* [ASSIGNMENT]
The answer must reproduce all of the data below exactly and contain no images.

INFORMATION SUPPLIED Start Marker

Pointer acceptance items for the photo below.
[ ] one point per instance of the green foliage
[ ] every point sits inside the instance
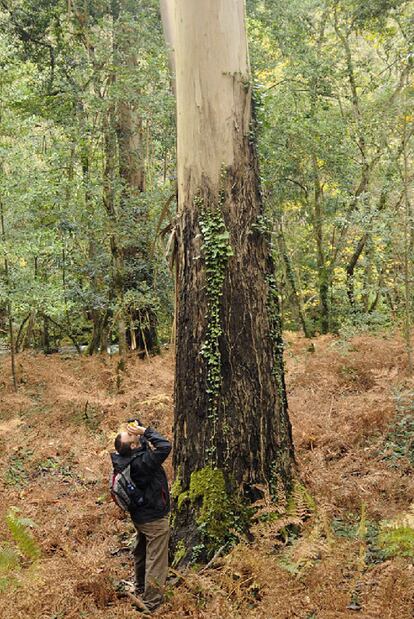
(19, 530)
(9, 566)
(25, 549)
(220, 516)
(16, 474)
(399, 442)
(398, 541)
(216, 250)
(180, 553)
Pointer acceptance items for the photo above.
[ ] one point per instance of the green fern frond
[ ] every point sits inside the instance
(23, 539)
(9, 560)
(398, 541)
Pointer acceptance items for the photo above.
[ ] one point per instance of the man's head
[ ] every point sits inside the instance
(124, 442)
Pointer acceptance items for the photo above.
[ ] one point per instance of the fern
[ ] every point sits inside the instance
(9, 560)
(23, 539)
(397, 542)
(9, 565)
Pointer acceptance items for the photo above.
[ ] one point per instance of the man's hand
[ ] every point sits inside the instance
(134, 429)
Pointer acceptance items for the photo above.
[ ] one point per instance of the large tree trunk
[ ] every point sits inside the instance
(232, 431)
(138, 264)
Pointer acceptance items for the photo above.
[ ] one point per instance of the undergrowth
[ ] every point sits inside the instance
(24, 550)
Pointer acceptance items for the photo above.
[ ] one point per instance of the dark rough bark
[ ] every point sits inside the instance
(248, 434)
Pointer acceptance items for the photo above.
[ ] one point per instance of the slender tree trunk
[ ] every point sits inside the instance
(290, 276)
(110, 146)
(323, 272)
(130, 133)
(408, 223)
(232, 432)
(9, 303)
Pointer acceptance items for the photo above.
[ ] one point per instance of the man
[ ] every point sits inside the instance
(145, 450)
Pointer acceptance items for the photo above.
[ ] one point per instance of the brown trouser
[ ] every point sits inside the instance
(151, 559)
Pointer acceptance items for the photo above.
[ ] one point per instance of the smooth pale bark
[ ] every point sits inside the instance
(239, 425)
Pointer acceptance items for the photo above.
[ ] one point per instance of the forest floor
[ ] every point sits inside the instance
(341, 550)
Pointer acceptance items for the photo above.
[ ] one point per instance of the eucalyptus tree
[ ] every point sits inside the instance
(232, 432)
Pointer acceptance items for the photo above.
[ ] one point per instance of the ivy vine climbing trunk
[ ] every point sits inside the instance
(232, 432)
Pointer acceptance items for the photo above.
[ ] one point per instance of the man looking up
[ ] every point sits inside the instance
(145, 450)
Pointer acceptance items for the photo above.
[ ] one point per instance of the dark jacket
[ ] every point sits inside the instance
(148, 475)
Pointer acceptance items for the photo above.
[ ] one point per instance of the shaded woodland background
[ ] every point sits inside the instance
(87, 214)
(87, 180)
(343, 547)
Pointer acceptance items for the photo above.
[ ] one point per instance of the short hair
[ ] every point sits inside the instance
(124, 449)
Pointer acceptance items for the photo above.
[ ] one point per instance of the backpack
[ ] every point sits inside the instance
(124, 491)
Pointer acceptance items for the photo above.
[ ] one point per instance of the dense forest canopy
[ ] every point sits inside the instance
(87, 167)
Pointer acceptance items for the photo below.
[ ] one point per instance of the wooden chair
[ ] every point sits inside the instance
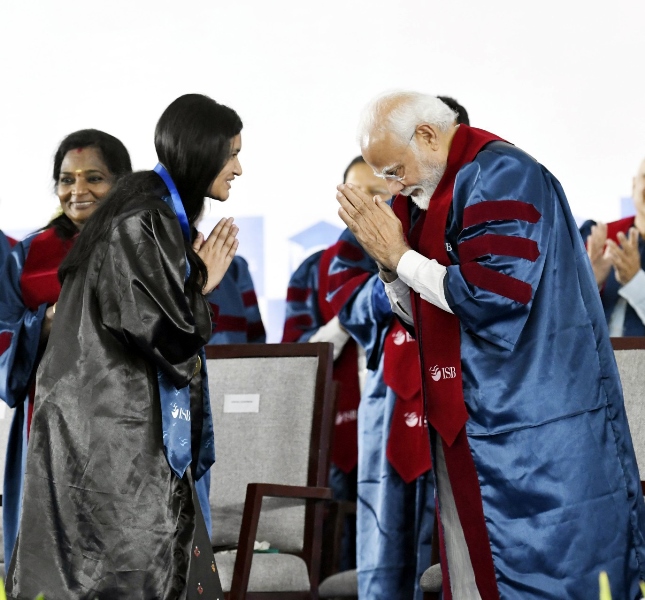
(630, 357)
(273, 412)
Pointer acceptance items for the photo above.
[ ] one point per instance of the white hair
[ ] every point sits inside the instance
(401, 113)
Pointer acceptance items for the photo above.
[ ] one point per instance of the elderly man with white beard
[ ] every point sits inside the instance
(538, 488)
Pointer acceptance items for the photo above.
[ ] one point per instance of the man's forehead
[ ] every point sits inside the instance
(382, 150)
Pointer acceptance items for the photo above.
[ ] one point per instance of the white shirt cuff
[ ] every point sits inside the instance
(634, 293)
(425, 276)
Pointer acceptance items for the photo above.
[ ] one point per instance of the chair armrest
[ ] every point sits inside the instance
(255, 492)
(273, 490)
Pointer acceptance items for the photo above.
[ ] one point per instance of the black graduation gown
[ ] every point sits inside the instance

INFORMATION SUPPLIED End Marker

* [EXERCISE SOLUTION]
Pointer acceptance items for the photo below.
[ ] one point per instance of the green foliage
[ ] every point sits inside the instance
(19, 530)
(9, 566)
(25, 549)
(220, 516)
(16, 474)
(399, 442)
(398, 541)
(216, 250)
(180, 553)
Pointer acceptance items for the photo above.
[ ] one point per instance of the green fern frond
[ ] every point sits inside the instance
(23, 539)
(9, 560)
(398, 541)
Pointer acceptance items for the photo above.
[ ] one point per instance of the man's head
[ ] every point sits inside the instance
(124, 442)
Pointer acceptance items for the photo above.
[ ] one point per instance of the fern
[ ] every point sits inside the instance
(9, 560)
(23, 539)
(397, 542)
(9, 565)
Pointer acceptance items for the photo above.
[ ] one point per instance of the man's hand
[ ] every point sits inside the instance
(134, 429)
Pointer acceptance items for the photo above.
[ ] one point per instance of the large tree trunk
[ ] every point sits inside the instance
(232, 431)
(138, 264)
Pointer acceptance items for the photo above.
[ ] one point per instance of the undergrowth
[ ] every point sits inside the instance
(24, 550)
Pointer acceptance items for the photo above.
[ ] one point per instance of the dark rough bark
[ ] every point sits inside the instance
(248, 434)
Pointer acceptance items for the photo above.
[ ] one point per instance of the slender tree trunk
[ ] every point sits inside the instance
(290, 276)
(110, 146)
(323, 272)
(130, 133)
(408, 223)
(232, 432)
(9, 303)
Pointer acceptance items for the photo above.
[ ] one point per instance of the man
[ ] every point sits inside the instance
(145, 450)
Pointer acceptance items for the photo above.
[ ] one point per instance of the brown trouser
[ ] every point sits inside the instance
(151, 559)
Pointer acceptance items for the photo above.
[ ] one point per instance of the smooth pale bark
[ ] every point sits inside the instance
(239, 425)
Pointer acceptance items for the photo above.
[ ] one point per instance of the forest floor
[ ] every point sits inside the instance
(341, 550)
Pointer acceptance items for the photo above.
[ ] one point per instance of the eucalyptus tree
[ ] every point sits inside the instance
(232, 432)
Pointer acceptance items for the photo above.
[ ] one point per instance of the ivy vine climbing trunk
[ ] every point sits inside the instance
(232, 432)
Pointer acceptance items for the photo above.
[ ] one point per instance of the man looking up
[ ] every point sits inside the instance
(145, 450)
Pointer acceptance items for the photo above.
[ ] one point per instance of the dark jacket
[ ] every point sits inside the instance
(148, 475)
Pointer acceptance items for the photo above.
[ ] one point per instance of the shaded woodland background
[ ] every point sits inside the instance
(87, 214)
(87, 180)
(343, 547)
Pointer acceptance items for the photo above.
[ ] one point per instance of the short hair
[ ] every point sits inside the instance
(124, 449)
Pointer acceptance items for the photo above.
[ ] one point per instance of the backpack
[ ] every point sits inside the instance
(124, 491)
Pointer acceptance items for the photo above.
[ ] one point per instance of the dense forest canopy
[ ] every point sits inside the instance
(87, 167)
Pointer acceptance items for the photo below.
[ ] one point per instance of the wooden chair
[ ] every point sits inside the instance
(630, 357)
(273, 412)
Pointer acceptance items for the photo above.
[ ] one point per instance of the white hair
[ ] every point sits inside the instance
(401, 113)
Pointer acceptance items for the photo above.
[ ] one point per instance of the elderly man with white beard
[ ] every point sits inside the instance
(538, 488)
Pointer acceptance items for the photo above.
[ ] one point per instance of the man's forehead
[ ] every point sits inside the instance
(382, 150)
Pointer acceptance items for the photo above.
[ ] one point per instance of the white shirt cuff
[ ] every point sits inside the instance
(634, 293)
(425, 276)
Pointer acceptance items for the photo above.
[ ] one point per instance of the chair armrest
[ ] every point sits inside the instance
(255, 492)
(273, 490)
Pointer acceptance items for the photo above.
[ ] one point per instance of the black graduation gown
[ ] every point sits inside the instance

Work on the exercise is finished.